[Outline annotation entries]
<<<<

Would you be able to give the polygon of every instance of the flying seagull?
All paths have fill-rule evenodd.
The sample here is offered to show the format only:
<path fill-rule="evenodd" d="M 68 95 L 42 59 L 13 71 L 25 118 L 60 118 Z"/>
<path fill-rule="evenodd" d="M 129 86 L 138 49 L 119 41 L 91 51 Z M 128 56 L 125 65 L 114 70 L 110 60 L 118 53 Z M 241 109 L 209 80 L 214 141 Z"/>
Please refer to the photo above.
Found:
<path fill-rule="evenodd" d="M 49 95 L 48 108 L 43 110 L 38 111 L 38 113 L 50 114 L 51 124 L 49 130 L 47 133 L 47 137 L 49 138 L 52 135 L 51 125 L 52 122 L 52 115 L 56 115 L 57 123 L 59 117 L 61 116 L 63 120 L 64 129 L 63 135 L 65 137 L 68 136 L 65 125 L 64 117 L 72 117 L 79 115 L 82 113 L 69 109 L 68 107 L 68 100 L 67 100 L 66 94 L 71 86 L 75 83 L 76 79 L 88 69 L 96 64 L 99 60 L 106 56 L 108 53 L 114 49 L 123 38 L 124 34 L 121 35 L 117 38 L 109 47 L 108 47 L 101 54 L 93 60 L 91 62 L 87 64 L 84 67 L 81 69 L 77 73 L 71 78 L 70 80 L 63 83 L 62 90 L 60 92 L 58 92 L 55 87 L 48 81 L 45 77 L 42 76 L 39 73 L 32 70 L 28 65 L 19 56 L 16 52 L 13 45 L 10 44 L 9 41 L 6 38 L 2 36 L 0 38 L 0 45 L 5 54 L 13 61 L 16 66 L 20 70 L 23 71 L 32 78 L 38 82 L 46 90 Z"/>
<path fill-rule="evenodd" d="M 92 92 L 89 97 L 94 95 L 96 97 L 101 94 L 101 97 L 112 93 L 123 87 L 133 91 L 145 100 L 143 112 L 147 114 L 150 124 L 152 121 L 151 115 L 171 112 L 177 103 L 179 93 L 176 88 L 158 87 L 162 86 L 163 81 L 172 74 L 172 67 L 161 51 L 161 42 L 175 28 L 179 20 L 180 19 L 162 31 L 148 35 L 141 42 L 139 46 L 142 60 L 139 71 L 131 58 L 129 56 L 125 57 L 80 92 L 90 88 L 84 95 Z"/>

>>>>

» **CHALLENGE**:
Rewrite the entries, swapping "flying seagull" for "gliding gull" everywhere it appears and leaving every other character untouched.

» **SOLUTION TO THE PROBLEM**:
Would you be able to give the polygon of every instance of the gliding gull?
All paths have fill-rule evenodd.
The sample here is offered to show the format only:
<path fill-rule="evenodd" d="M 68 95 L 42 59 L 13 71 L 25 118 L 60 118 Z"/>
<path fill-rule="evenodd" d="M 129 86 L 138 49 L 119 41 L 91 51 Z M 128 56 L 125 65 L 114 70 L 110 60 L 118 53 Z M 241 109 L 209 80 L 214 141 Z"/>
Please refer to the photo above.
Found:
<path fill-rule="evenodd" d="M 49 95 L 48 108 L 43 110 L 38 111 L 38 113 L 50 114 L 51 124 L 49 130 L 47 133 L 47 137 L 49 138 L 52 135 L 51 125 L 52 122 L 52 115 L 56 115 L 57 123 L 59 117 L 61 116 L 63 120 L 64 129 L 63 135 L 65 137 L 68 136 L 65 125 L 64 117 L 72 117 L 79 115 L 82 113 L 69 109 L 68 107 L 68 100 L 67 100 L 66 94 L 71 86 L 75 83 L 76 79 L 88 69 L 96 64 L 99 60 L 106 56 L 108 53 L 114 49 L 123 38 L 124 34 L 121 35 L 117 38 L 109 47 L 108 47 L 101 54 L 93 60 L 91 62 L 87 64 L 84 67 L 81 69 L 77 73 L 71 78 L 70 80 L 63 83 L 62 90 L 60 92 L 58 92 L 55 87 L 48 81 L 45 77 L 42 76 L 39 73 L 32 70 L 28 65 L 19 56 L 16 52 L 13 45 L 10 44 L 9 41 L 6 38 L 2 36 L 0 38 L 0 45 L 5 54 L 13 61 L 16 66 L 20 70 L 23 71 L 32 78 L 38 82 L 46 90 Z"/>
<path fill-rule="evenodd" d="M 92 92 L 89 97 L 94 95 L 96 97 L 101 94 L 101 97 L 112 93 L 123 87 L 133 91 L 145 100 L 143 112 L 147 114 L 150 124 L 152 121 L 151 115 L 171 112 L 177 103 L 179 93 L 176 88 L 158 87 L 162 86 L 163 81 L 172 74 L 172 67 L 161 51 L 161 42 L 175 28 L 179 20 L 180 19 L 162 31 L 148 35 L 141 42 L 139 46 L 142 60 L 139 71 L 131 58 L 129 56 L 125 57 L 80 92 L 90 88 L 84 95 Z"/>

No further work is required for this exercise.